## [Extract to read]
|---|
Outside of Italy and prior to the Renaissance, art was taking very different paths in very different worlds. It was the Dutch who had first taken paintings to a new level with oils on canvas. Trade brought rich customers who wanted bright paintings to hang on their walls and to send home.

At the start of the 15th century the Dutch artist Jan van Eyck had developed painting with linseed oils, building up translucent layers for a ‘glazed’ finish to enhance the colours. Through their trade routes from the Dutch East Indies, they could import bright pigments from as a far away as Baghdad and exotic Persia. Colours were natural, not manufactured and the deep blue of lapis came from Afghanistan. Millions of years ago lapis was thrown up from 35-40 km underground where the extreme heat and pressure had transformed yellow sulphur into a deep ultramarine blue – worth more than gold! Using oils also meant that the Dutch could paint on a ship’s canvas rather than oak board and the canvas could then be rolled up and sent by sea or overland in smaller and faster carts. Paintings became more available and much more exciting. (1)
|---|
## [Data listing]
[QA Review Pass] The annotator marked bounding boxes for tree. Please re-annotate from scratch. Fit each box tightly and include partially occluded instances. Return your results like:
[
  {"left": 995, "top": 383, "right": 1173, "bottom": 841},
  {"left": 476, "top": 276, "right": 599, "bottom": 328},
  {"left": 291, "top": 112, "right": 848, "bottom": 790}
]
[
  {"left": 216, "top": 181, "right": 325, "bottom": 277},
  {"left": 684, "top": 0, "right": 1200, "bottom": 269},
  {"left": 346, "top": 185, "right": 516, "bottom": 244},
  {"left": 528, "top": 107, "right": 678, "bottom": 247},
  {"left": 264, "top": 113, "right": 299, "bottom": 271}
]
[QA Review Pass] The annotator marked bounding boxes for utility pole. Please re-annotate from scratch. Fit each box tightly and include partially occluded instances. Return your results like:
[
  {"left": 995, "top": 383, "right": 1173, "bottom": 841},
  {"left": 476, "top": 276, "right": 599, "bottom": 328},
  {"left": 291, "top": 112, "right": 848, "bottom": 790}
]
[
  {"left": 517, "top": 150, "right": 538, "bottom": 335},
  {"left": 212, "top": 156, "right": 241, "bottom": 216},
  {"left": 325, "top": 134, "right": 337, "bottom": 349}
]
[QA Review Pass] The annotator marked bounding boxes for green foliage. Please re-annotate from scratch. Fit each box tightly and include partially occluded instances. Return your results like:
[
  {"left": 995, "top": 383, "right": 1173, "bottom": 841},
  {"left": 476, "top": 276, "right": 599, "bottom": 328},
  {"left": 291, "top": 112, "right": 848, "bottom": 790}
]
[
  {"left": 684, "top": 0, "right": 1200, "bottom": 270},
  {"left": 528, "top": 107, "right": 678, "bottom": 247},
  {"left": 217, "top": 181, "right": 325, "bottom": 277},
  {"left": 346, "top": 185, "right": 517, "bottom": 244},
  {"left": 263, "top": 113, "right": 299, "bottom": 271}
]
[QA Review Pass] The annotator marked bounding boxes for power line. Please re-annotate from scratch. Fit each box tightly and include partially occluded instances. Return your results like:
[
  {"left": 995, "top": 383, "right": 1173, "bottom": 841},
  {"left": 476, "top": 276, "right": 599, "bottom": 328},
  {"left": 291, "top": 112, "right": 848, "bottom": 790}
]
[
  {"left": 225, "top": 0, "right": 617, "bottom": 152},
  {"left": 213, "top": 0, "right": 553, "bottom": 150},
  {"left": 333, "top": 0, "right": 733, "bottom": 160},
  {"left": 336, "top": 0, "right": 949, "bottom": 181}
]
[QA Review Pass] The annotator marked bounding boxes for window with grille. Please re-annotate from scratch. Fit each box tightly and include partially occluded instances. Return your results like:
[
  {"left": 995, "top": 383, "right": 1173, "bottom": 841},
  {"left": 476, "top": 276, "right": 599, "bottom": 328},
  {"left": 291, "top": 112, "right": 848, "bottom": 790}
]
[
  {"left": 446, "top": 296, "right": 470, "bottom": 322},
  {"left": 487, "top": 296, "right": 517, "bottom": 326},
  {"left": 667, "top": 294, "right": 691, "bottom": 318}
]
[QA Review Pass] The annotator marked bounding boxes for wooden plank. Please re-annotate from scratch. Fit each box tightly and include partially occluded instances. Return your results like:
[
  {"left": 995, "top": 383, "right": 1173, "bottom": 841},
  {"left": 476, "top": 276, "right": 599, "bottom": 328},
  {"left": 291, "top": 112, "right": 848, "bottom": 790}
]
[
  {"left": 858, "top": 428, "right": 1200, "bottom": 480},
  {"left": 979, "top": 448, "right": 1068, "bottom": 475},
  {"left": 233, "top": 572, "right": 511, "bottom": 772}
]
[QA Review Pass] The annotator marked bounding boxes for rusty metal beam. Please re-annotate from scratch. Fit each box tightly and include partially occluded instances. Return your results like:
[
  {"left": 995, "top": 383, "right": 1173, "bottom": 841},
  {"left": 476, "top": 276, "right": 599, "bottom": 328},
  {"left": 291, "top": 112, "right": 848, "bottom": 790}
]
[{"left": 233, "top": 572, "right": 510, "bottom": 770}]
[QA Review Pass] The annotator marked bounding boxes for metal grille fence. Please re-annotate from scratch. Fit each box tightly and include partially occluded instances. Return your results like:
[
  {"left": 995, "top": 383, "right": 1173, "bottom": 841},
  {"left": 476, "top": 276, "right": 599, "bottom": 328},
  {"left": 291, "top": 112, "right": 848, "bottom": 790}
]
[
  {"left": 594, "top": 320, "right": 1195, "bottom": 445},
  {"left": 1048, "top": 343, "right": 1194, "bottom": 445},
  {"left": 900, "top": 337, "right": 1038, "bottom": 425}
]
|---|
## [Required tasks]
1. In the passage on Dutch oil painting, why did the switch to oils make paintings easier to send to other places? Answer in one to three sentences.
2. Carry the passage on Dutch oil painting forward, starting after its last sentence.

## [Results by task]
1. Oils let Dutch painters work on a ship's canvas instead of oak board. Canvas could be rolled up and sent by sea or overland in smaller, faster carts.

2.
The Dutch already had established routes for their art as the Netherlands became a centre of trade between the north from England, Russia and Scandinavia and the south with France, Italy and Constantinople (now Istanbul). Bankers provided letters of credit for payment and these wealthy bankers had come from Italy and wanted to send some of this wonderful new art back home. At that time Italian artists were still using an egg-based paint and could not produce the same impression of depth and colour achieved with oils. The bankers spent much of their wealth on portraits, 70 years before the Italian painters such as Michelangelo and Leonardo.

Jan van Eyck was the first to produce realistic portraits that reflected the sitter’s character. He worked for the fabulously wealthy Duke of Burgundy, acting as ambassador and spy with his travels termed ‘secret commissions’. His artistic notoriety and the patronage of the Duke, opened many doors otherwise held closed.

This self-portrait by the artist Jan van Eyck shows him looking challengingly at the viewer with an inscription reading ‘as I Eyck can. With the exaggerated folds of the bright red turban’ he was showing prospective customers the colour, detail and accuracy of his own work. These true to life portraits were a new skill appreciated by the aristocracy to favourably display themselves and when looking for a wife from another country could see not just her looks, but gave an insight into her character.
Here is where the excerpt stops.